* _TASK INSTRUCTIONS_
In the text below about the BBC's Khan al-Ahmar report, who represented the village residents?

* _TEXT PROVIDED_
On September 5th the BBC News website published a 609 word report headlined “Khan al-Ahmar: Israel court approves demolition of Bedouin village” which opened by telling readers that:
“Israel’s Supreme Court has rejected appeals against the demolition of a Bedouin village in the occupied West Bank whose fate has been a subject of international concern.
Judges upheld an order to raze Khan al-Ahmar, where about 180 people live in shacks between two Jewish settlements. […]
An injunction against the demolition will expire within seven days.”
The caption to the main photograph illustrating the article, together with a later paragraph, suggests that the BBC’s journalists did not read the court’s decision in which it is stated that the settlement was built during the last twenty years.
“Khan al-Ahmar was established in the 1950s by members of a tribe from the Negev desert”
“Khan al-Ahmar, which is 8km (5 miles) east of Jerusalem, was established in the early 1950s by members of a semi-nomadic tribe the UN says was displaced from the Negev desert in southern Israel.”
Readers are told that:
“Israel’s government says the structures were built illegally, but Palestinians say permits are impossible to obtain.”
And:
“Palestinians complain that the Israeli military refuses the vast majority of Palestinian building requests and say they are left with little option except to build without permission.”
They are not however informed that the court’s decision notes that the residents make no claim of ownership of the said land and that the site – and in particular the illegally built school – is too close to a major highway for construction to be permitted there under planning laws. Neither were they informed that the court stressed the importance of an equal approach to illegal construction, regardless of the ethnicity of the petitioner.
The article states:
“Since 2009, residents have been fighting demolition orders issued for the wooden and corrugated iron shacks in which they live, as well as a clinic, mosque and an Italian-funded primary school.”
Readers are not informed of the relevant fact that the residents were represented by lawyers hired by the Palestinian Authority.
The article states:
“In May, the Supreme Court rejected petitions to prevent the demolitions at Khan al-Ahmar and the relocation of its residents to a site designated by the Israeli government near the Palestinian town of Abu Dis.”
Readers were not told that the offer of relocation includes a free plot of land already connected to utilities at a site with existing services including a school.
The BBC’s report includes the following:
“Israeli Defence Minister Avigdor Lieberman congratulated the court on Wednesday’s ruling upholding the demolition order, which he said had come despite “the orchestrated hypocrisy of Abu Mazen [Palestinian Authority President Mahmoud Abbas], the Left and European states”.

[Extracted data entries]

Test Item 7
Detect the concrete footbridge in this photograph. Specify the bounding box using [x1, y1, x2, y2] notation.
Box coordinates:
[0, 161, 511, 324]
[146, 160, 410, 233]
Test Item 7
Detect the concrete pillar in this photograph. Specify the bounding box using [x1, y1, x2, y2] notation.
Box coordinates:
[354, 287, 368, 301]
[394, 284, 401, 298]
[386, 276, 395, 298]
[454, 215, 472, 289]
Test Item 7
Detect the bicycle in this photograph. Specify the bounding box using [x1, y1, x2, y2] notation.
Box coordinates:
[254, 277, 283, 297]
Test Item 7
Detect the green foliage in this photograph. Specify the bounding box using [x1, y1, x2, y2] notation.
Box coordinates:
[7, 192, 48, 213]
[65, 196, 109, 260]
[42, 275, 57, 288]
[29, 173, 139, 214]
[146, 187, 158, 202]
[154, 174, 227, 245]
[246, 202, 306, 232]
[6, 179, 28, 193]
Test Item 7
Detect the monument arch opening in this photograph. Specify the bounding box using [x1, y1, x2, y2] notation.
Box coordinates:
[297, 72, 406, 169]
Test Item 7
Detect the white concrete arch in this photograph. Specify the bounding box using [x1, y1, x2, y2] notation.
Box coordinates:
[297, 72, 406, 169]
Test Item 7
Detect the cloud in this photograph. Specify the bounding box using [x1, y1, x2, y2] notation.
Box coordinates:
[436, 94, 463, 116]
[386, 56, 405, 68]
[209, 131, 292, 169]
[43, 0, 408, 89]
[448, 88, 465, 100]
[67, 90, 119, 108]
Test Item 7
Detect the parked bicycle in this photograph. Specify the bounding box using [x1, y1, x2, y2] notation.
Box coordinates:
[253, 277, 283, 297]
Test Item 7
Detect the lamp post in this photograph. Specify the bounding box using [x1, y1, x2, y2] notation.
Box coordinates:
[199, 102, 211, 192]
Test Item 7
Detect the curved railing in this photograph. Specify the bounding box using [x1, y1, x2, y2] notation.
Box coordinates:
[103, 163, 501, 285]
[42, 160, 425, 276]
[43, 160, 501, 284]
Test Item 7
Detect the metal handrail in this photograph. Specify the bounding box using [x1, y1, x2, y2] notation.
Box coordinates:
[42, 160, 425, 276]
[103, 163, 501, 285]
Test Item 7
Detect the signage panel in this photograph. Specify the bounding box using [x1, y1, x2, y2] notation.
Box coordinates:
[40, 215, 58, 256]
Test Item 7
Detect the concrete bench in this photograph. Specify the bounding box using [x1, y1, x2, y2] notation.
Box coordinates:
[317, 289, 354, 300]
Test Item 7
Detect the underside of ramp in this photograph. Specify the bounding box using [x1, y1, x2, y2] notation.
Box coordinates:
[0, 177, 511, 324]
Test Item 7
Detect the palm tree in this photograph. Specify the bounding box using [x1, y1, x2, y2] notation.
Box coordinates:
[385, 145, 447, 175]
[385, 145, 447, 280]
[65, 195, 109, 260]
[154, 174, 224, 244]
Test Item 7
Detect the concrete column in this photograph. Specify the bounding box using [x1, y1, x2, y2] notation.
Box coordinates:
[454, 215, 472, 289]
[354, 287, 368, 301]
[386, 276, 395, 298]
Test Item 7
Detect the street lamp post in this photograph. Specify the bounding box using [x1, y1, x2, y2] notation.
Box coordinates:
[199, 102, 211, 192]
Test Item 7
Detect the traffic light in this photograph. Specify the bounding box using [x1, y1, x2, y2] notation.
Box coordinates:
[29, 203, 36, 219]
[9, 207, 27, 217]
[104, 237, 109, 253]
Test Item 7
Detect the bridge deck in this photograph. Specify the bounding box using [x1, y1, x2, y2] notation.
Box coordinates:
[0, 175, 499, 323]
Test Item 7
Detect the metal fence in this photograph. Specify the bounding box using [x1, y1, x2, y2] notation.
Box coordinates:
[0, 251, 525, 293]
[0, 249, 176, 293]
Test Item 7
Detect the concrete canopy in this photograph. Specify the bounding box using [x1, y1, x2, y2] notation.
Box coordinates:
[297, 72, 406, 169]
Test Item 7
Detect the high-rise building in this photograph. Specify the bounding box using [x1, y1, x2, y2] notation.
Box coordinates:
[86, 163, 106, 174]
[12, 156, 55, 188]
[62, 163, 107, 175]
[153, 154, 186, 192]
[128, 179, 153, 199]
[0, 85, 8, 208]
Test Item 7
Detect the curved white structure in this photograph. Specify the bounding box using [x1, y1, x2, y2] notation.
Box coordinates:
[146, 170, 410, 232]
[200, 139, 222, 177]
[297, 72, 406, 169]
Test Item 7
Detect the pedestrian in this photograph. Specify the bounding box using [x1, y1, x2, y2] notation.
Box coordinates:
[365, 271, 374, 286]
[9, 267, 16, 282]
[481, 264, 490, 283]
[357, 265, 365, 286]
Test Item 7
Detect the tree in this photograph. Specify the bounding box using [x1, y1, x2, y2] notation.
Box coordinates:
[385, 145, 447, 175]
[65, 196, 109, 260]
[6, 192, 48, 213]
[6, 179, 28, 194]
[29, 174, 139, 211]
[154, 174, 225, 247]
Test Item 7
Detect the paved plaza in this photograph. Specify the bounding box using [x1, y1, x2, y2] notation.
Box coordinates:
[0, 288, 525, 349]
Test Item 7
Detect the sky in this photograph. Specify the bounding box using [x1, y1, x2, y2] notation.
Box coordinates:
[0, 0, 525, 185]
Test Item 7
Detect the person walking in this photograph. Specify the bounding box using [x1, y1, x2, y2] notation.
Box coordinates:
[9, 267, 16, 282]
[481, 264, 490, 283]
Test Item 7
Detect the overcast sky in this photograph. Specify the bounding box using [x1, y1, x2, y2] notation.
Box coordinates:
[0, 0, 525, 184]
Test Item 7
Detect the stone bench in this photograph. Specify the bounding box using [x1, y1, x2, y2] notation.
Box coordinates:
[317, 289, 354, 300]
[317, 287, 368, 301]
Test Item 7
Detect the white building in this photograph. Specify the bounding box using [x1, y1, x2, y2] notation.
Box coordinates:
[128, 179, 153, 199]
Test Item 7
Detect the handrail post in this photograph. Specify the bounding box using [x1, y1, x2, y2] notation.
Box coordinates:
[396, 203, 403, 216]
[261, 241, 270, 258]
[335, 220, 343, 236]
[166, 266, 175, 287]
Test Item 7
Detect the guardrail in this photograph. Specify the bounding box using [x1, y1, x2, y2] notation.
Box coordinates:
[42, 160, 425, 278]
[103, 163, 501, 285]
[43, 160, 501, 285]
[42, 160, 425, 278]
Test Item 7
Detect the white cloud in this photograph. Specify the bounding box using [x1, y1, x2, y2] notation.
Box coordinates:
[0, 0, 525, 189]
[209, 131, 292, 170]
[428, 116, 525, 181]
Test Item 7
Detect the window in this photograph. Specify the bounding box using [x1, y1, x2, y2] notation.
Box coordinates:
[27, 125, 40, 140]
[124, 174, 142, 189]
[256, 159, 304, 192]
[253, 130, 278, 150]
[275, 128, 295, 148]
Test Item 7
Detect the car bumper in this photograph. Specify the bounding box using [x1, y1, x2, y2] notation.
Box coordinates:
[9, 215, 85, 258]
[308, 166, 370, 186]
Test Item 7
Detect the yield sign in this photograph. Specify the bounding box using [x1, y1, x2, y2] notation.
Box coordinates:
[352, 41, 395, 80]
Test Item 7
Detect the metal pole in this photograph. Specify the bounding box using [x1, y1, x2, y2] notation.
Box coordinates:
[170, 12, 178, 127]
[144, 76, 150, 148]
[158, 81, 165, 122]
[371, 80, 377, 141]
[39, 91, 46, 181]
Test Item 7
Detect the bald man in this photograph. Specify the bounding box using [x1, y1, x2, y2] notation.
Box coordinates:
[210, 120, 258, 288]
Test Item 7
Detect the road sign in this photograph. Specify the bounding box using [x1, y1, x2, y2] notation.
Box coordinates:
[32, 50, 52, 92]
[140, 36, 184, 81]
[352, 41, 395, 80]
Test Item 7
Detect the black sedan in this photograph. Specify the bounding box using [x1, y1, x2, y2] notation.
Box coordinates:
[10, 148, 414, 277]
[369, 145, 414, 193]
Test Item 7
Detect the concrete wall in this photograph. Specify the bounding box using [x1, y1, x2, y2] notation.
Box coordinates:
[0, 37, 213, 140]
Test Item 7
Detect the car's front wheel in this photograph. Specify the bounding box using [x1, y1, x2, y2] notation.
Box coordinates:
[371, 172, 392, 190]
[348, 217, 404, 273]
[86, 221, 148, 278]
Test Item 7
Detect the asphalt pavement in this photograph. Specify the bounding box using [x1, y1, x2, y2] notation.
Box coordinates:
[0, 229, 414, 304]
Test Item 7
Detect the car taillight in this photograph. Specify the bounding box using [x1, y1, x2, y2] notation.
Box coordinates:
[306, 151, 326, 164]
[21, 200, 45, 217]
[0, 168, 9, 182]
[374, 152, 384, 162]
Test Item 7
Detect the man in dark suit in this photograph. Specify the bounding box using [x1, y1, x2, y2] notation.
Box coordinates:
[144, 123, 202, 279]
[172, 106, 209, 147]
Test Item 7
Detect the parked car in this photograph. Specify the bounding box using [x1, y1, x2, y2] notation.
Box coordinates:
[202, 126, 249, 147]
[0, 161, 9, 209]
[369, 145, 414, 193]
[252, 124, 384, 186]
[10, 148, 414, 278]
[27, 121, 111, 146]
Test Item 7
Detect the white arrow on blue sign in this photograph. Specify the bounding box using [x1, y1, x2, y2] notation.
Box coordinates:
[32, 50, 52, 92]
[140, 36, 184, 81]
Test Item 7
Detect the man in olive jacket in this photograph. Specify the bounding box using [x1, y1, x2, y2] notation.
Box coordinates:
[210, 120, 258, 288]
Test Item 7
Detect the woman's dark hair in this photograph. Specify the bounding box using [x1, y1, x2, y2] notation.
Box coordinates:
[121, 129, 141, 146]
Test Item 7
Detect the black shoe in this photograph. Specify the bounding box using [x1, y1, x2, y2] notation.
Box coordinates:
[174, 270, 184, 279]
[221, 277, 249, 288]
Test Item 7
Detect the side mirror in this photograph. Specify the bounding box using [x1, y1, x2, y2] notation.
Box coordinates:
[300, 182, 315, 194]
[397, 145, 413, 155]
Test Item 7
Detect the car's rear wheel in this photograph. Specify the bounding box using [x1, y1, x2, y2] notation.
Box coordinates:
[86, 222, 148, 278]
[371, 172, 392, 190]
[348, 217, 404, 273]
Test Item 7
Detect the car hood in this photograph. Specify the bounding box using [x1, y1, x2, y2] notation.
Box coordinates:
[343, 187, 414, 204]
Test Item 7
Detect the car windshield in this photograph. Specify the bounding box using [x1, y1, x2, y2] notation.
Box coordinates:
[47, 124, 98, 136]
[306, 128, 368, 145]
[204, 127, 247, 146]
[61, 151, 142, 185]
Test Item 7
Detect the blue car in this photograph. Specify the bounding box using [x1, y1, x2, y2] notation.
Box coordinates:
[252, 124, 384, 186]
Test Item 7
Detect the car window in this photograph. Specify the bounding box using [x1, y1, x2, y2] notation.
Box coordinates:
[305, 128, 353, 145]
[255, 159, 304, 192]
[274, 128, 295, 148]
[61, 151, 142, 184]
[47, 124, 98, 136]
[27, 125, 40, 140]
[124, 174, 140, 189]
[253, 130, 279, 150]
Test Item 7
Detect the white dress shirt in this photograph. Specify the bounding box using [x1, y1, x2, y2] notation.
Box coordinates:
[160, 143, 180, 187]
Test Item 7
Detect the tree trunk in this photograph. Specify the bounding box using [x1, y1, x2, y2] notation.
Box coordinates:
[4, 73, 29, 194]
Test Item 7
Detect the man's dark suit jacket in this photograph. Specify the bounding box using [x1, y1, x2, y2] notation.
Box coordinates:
---
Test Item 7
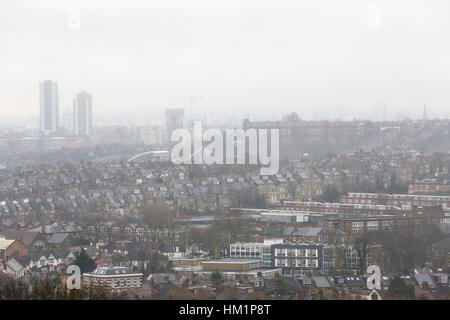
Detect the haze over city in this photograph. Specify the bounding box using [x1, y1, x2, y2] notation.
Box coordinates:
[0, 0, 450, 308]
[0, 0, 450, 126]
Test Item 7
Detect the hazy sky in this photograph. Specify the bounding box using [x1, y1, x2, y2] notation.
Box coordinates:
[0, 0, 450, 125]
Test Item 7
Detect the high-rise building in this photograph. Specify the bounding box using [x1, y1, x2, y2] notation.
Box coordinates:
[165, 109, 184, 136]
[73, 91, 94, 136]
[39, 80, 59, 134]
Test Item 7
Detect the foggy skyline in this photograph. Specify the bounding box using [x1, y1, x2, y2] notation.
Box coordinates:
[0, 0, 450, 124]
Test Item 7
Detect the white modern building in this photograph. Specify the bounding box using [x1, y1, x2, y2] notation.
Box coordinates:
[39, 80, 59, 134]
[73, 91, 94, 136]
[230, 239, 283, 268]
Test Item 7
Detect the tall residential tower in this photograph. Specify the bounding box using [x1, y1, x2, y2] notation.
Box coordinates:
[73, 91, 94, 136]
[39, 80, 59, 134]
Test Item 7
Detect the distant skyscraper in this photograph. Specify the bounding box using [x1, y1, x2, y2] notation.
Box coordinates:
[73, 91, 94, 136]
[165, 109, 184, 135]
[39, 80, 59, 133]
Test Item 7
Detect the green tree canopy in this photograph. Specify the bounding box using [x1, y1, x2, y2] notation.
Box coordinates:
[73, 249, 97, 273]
--
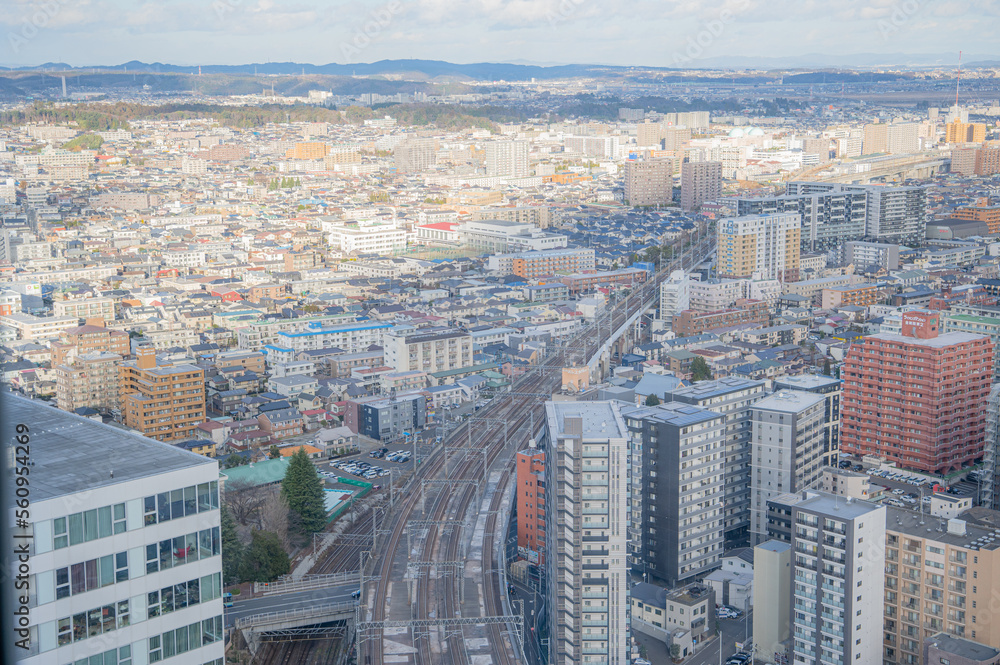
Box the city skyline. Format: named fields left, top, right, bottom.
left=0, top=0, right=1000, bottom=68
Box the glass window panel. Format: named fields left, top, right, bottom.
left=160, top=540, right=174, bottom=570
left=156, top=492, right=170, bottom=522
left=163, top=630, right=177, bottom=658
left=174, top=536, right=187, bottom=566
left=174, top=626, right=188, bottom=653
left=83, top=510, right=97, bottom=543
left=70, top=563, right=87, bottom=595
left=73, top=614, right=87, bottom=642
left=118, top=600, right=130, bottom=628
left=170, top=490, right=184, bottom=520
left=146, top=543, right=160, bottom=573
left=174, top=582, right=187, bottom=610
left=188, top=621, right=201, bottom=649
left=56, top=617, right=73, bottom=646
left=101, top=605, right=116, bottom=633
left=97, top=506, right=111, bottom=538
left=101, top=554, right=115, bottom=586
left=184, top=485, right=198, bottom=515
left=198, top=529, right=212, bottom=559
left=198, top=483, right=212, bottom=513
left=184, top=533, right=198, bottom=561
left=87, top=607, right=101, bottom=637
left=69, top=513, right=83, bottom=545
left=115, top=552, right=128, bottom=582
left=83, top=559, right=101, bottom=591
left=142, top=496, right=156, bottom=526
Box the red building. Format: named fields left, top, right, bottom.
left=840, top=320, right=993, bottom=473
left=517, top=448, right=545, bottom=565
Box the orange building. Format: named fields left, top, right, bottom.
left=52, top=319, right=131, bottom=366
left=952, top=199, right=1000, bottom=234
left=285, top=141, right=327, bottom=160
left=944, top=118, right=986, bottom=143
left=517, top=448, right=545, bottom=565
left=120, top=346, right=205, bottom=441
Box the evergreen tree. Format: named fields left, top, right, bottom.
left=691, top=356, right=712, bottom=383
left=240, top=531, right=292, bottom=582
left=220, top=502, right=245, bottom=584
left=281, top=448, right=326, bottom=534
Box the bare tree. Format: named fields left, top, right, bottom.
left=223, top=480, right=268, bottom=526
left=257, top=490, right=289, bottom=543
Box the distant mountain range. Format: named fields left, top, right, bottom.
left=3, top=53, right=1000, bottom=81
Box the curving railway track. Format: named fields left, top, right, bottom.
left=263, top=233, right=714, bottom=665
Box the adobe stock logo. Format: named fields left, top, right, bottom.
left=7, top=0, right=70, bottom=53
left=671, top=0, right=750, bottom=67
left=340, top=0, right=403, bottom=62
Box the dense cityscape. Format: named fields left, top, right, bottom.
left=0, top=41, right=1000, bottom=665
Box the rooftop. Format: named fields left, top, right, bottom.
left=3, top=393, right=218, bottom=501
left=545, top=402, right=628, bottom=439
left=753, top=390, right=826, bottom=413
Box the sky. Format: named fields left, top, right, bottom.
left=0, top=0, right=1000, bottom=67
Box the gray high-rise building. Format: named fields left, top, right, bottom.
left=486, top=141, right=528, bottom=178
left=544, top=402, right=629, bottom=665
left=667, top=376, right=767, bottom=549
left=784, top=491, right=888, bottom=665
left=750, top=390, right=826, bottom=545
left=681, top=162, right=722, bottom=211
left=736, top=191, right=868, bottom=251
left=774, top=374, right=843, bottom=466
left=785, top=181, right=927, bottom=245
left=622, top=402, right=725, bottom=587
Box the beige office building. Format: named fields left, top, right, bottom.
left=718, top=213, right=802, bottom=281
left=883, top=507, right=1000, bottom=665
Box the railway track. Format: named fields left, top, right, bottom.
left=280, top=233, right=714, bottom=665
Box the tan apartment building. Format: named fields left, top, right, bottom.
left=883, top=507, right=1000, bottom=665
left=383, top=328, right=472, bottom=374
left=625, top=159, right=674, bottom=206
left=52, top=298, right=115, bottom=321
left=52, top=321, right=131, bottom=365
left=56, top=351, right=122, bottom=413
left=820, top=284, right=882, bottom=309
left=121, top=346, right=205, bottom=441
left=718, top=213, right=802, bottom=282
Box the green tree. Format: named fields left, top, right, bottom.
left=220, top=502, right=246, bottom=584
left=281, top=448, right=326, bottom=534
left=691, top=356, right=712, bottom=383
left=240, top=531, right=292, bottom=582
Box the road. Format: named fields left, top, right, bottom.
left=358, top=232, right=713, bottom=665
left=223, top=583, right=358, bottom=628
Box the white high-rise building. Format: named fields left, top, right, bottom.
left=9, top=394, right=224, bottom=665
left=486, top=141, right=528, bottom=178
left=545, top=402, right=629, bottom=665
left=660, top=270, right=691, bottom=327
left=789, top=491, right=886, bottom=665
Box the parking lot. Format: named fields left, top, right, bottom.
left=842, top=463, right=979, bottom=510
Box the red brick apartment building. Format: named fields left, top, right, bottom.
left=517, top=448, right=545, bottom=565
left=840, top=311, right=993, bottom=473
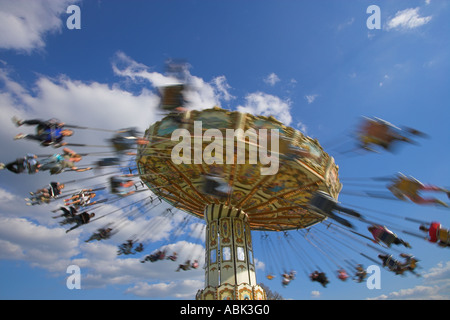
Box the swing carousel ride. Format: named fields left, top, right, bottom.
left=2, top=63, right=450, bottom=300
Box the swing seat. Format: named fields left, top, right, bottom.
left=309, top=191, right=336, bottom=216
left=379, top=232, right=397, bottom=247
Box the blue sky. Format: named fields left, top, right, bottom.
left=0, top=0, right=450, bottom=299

* _EXERCISE RESPONSE_
Lawyers hired by the Palestinian Authority.